PROVIDED DATA:
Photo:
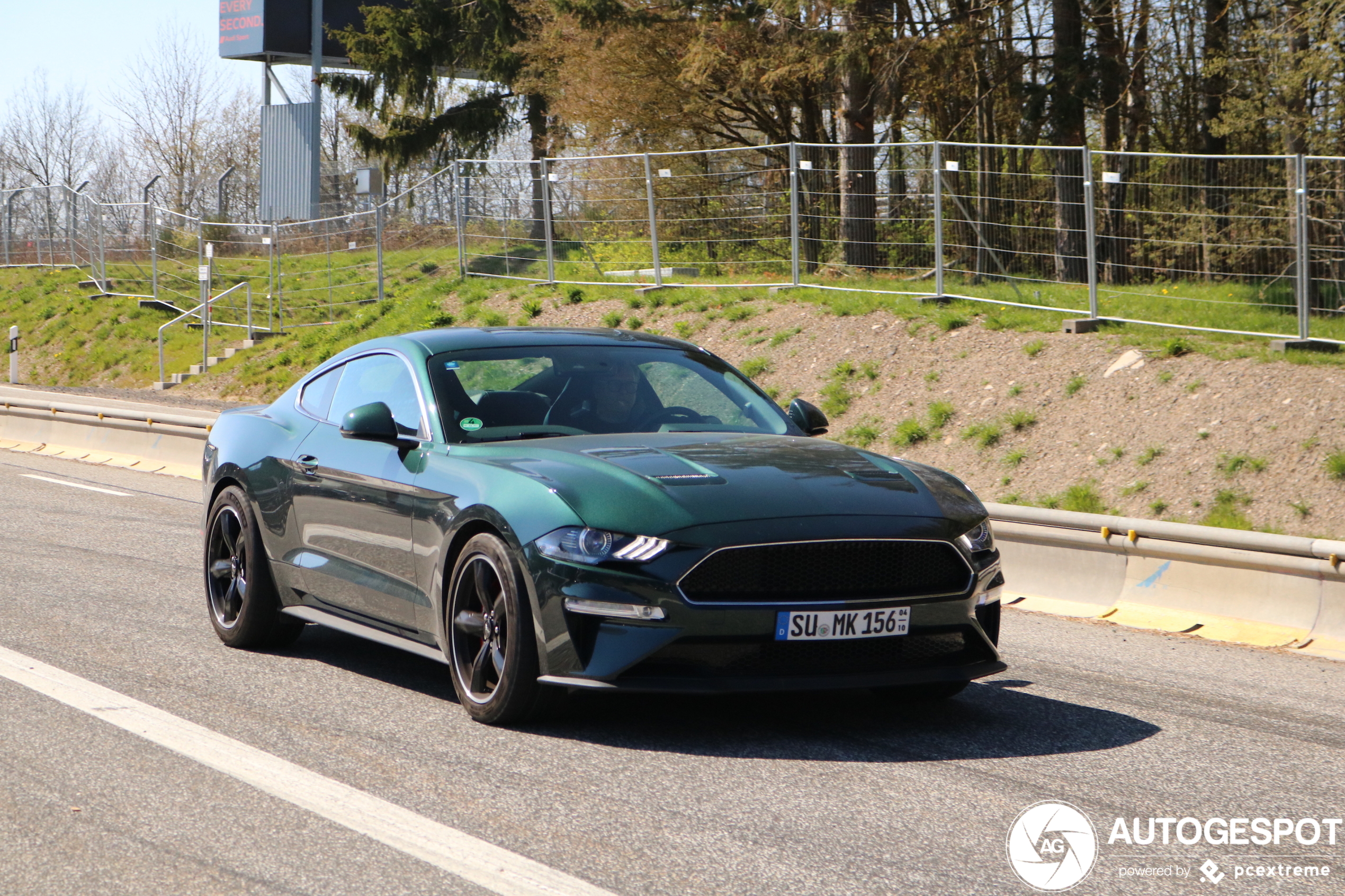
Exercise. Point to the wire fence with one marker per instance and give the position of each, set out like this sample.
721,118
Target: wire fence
1246,245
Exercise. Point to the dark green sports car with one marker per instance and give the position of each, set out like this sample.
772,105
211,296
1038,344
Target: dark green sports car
551,510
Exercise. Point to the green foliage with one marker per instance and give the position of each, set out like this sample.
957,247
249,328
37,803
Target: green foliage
1334,465
939,414
1234,464
755,367
864,433
1147,456
1227,511
910,432
984,435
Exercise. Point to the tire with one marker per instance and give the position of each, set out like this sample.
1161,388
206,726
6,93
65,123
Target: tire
492,650
932,692
240,589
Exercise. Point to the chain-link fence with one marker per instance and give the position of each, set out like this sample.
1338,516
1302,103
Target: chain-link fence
1246,245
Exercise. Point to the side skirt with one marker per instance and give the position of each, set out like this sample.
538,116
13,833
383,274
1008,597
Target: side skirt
360,630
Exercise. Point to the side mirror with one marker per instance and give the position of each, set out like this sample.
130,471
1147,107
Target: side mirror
808,417
373,422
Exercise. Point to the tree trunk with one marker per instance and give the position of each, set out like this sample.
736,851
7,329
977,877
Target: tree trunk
858,180
540,144
1067,106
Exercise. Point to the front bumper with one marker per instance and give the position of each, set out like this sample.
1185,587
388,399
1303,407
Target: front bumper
731,649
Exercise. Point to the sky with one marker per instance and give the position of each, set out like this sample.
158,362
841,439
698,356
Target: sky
91,42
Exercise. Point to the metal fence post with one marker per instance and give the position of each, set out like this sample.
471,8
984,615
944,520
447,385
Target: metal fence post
546,221
794,213
1304,276
654,230
938,218
379,242
1090,233
458,221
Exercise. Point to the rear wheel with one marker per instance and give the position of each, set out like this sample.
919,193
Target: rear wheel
490,632
240,590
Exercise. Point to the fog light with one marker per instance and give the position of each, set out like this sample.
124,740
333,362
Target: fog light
607,609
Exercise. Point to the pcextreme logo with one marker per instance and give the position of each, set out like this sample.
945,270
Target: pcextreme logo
1052,845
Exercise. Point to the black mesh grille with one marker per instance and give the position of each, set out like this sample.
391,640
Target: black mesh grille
861,656
828,572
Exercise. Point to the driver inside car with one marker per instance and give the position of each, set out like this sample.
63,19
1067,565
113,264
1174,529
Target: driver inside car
614,402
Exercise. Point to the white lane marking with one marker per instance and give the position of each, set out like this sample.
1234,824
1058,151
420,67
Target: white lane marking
74,485
483,864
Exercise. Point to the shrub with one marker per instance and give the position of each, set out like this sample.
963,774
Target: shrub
1147,456
1334,465
910,432
939,414
984,435
864,433
1083,497
755,367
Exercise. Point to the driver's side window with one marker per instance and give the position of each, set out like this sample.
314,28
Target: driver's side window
379,378
678,386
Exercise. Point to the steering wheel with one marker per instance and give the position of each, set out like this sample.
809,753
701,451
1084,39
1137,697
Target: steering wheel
671,414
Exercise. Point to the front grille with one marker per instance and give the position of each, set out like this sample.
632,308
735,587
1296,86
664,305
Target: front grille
861,656
822,572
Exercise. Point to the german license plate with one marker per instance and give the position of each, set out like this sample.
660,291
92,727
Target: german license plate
841,625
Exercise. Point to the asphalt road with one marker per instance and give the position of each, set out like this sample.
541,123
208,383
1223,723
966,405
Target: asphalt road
800,795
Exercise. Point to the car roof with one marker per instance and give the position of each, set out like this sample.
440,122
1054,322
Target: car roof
462,338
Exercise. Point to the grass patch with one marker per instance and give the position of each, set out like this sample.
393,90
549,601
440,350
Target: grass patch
1149,455
910,432
984,435
755,367
1234,464
1334,465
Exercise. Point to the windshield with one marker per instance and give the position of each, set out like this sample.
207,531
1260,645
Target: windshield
575,390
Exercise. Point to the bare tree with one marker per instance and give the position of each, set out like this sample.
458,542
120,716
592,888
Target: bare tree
171,108
50,138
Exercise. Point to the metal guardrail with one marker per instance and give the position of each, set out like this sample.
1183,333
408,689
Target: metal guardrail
106,414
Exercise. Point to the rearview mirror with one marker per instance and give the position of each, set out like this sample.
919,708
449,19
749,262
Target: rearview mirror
809,417
373,422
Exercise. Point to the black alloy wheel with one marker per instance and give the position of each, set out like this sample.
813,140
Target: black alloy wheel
240,592
490,632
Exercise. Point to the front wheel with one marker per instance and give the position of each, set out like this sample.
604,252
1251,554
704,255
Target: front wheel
240,590
490,633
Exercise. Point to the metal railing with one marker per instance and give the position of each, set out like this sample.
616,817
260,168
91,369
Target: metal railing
1250,245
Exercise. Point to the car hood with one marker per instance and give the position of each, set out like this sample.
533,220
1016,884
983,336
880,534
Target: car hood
657,483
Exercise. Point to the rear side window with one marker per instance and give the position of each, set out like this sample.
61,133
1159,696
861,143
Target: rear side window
379,378
318,395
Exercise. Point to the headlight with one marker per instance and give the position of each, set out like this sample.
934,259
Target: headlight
978,539
583,545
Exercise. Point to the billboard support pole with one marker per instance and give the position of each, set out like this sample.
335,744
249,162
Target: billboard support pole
315,185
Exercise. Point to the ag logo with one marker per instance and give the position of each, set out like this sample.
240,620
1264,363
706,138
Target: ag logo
1052,845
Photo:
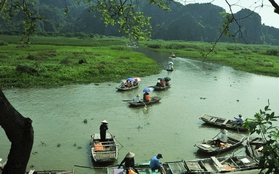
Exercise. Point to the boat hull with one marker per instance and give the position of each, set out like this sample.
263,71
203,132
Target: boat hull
141,103
105,151
209,146
119,88
222,122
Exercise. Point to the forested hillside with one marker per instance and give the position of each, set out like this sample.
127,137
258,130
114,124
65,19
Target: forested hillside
195,22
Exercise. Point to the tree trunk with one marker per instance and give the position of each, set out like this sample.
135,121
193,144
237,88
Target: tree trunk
20,132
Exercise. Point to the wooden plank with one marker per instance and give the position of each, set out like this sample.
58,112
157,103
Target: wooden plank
216,162
213,120
31,171
225,122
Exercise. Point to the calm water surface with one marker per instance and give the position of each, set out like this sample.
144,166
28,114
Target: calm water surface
171,127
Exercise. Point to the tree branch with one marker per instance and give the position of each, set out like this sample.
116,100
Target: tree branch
275,5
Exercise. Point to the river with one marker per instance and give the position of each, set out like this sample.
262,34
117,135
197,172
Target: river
64,118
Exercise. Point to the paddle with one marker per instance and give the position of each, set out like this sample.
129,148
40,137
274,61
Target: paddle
116,139
216,135
128,100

DO THIS:
Copy the whole listing above word for word but do not carry over the pictures.

REPLY TO THE TASK:
Photo:
Exercise. Point to the wire fence with one marker per instance and give the position of each, set out like this sample.
721,118
Target: wire fence
1246,245
Exercise. Point to the dark green sports car with one marker per instance and give the position of each, set out like this sample.
772,105
211,296
1038,344
Target: dark green sports car
551,510
Exercise. Point to the green foliage with one marker per instance and give the position of each, set out like this sample.
957,247
249,328
37,803
Target: green foliage
1334,465
939,414
1234,464
755,367
864,433
1147,456
1227,511
910,432
984,435
Exercise. Point to the tire with one marker per instance and give the position of each, set out like this sample.
1161,388
206,726
6,93
65,123
Target: tire
492,650
932,692
240,589
Exercise. Point to the chain-link fence with one marker per instance and give the position of each, set out like this sample.
1338,516
1302,103
Target: chain-link fence
1246,245
Exercise. Point to the side skirt with one marker per instance and give the position of each, set out like this sample.
538,116
13,833
383,274
1008,597
Target: side skirt
360,630
Exercise. Point to the side mirror with one marker per instance and give the position of each, set out like this sample.
130,471
1147,107
Target: side mirror
808,417
373,422
Exercise. Point to the tree trunk with one marker per instance and give the position of each, set out like this sample.
736,851
7,329
977,877
Target: tree trunk
858,180
540,144
1067,106
Exercise. Point to the front bumper with one marker per instance and give the position of each, set out like this sample.
1185,587
388,399
1303,407
Target: front bumper
731,649
Exercise. Point to the sky with one marker per instance and give the position of each, set out like this sample.
158,362
841,439
698,356
Target: sky
91,42
Exercise. Point to the metal fence post with one marker per instance and give the position of each, set out like this sample.
471,8
984,615
944,520
447,385
Target: metal fence post
546,221
794,213
1304,276
654,230
938,218
379,242
1090,233
458,221
Exercise. Point to the rear wheel with one marker per instance and give the position of each, set out like this sample.
919,193
Target: rear wheel
490,632
240,590
Exercise. Point to the fog light with one marker per instance and give the position of each, set out like this sample.
124,740
333,362
Target: fog light
607,609
Exercise. Point to the pcextreme logo with one marker per instance and give the position of each, set out like this sample.
945,270
Target: pcextreme logo
1052,845
Exercise. Point to the black mesh grille with one marker per instance and give the position of each, set out like this sample.
391,640
Target: black mesh grille
861,656
828,572
Exercise. Point to the driver inside car with one marker per instance and give the position of each, set out like this sample.
63,19
1067,565
113,264
1174,529
Target: driver inside car
614,402
Exercise. Point to the white lane marking with one marker per instance and give the position of each, set out like this sample.
1234,824
1058,151
420,67
Target: white lane marking
74,485
483,864
Exercise. Point to the shrub with one marker per instance and give the position of each, set out like this sample.
963,774
Target: shrub
1147,456
1334,465
910,432
939,414
984,435
864,433
1083,497
755,367
Exercise. Point to the driver's side window with one marker per instance and give the position of each, set out like this sample.
314,28
Target: driver's side window
379,378
678,386
Exercise. Point to the steering wheel with one marker per instance and give the position of each, set out like this sample.
809,753
701,451
1084,39
1137,697
Target: steering wheel
671,414
Exercise. Point to the front grille with one marker per instance and give the position of each, set out like this sample.
632,308
735,587
1296,86
664,305
Target: front grille
861,656
822,572
Exercise. Point to the german license plate with one marker per instance and give the position of each, set out like this sample.
660,291
92,727
Target: german license plate
841,625
Exercise. Point to the asphalt road with one marker per instance and give the position of each, set out like this sample.
541,123
208,383
1223,723
966,405
Target: asphalt road
800,795
Exercise. Point to the car roof with one marker per instance and give the position of each, set out like this sample.
440,122
1054,322
Target: car roof
462,338
Exercise. Point to the grass patch with one marker per instance and give the position of each, set out like this sample.
393,90
549,601
440,350
Target: grass patch
1149,455
910,432
984,435
755,367
1234,464
1334,465
Exercise. Point to the windshield with one marker per instance and give the position of each, set out like this sample.
207,531
1260,645
Target: windshield
575,390
Exercise. Point to the bare tree with one marker per instance and give the position of each, set out like this sample.
458,542
120,716
592,888
Target: bare tree
171,108
50,138
Exercise. Point to the metal guardrail with one marker per instance and give the position of each, set out like this sample.
1183,333
408,689
Target: metal guardrail
106,414
Exercise. Point to the rearview mirror with one marker per instance and give the position of each, set out like this sample.
919,708
449,19
749,262
Target: rearview mirror
809,417
373,422
Exercise. Point to the black alloy wheel with one marker per instance and give the position of each, set out like this sample.
813,140
Target: black alloy wheel
240,592
490,632
Exercise. Point to the front wheel with one marker per instance and give the position of each, set out like this sample.
604,252
1251,554
704,255
Target: front wheel
240,590
490,633
Exercise. Point to the metal railing with one marker per instance and give the position of each, set out like this sample.
616,817
260,168
91,369
Target: metal railing
1250,245
Exercise. Point to the car hood with one marker per instance and give the position of each, set out like this sample.
533,220
1016,884
983,336
880,534
Target: car hood
657,483
Exercise. Point to the rear side window with one marker per instance and give the position of each, set out like this sample.
61,133
1159,696
861,143
Target: rear side window
379,378
318,395
Exercise. Point to the headlight with one marker per instance and give the position of each, set out like this sample.
934,259
Target: headlight
978,539
583,545
Exercise. Point to the billboard support pole with one marker per instance and give the position of each, set out like this sample.
335,744
249,162
Target: billboard support pole
315,185
Exercise. Point to the ag logo with one marker per instance and give the position of each, set out like this sample.
240,620
1264,363
706,138
Target: ag logo
1052,845
Photo:
Exercise. Point to the boat hull with one marker per instance and give the position of each, set out like this sample.
263,71
203,132
Target: boat hull
141,103
105,151
209,146
119,88
222,122
Exercise. Point to the forested hillside with one marker per instance and give the position of each, set out like this sample.
127,137
258,130
114,124
65,19
Target: forested hillside
195,22
Exercise. Point to the tree trunk with one marker per instance and give the position of each, set out like this sample.
135,121
193,144
237,88
Target: tree trunk
20,132
Exercise. Point to the wooden plank with one marker per instance and give the position of each, set out like this sample.
58,112
157,103
Target: wooden plank
216,162
213,120
31,171
225,122
Exercise. Point to the calm water surface with one marker per instance and give the position of each, set out like this sample.
144,166
28,114
Target: calm water surface
171,127
Exercise. Point to the tree branch with one marker per instance and give the position of each, set out like this sample.
116,100
Target: tree branch
275,5
Exercise. Point to the river with one marker per instance and give the position of each, set out like this sample.
262,34
117,135
197,172
Target: river
64,118
Exercise. Point to the paddle with one marker per instance and give the position of each, set out like this sample.
129,148
40,137
274,61
Target: paddle
116,139
216,135
128,100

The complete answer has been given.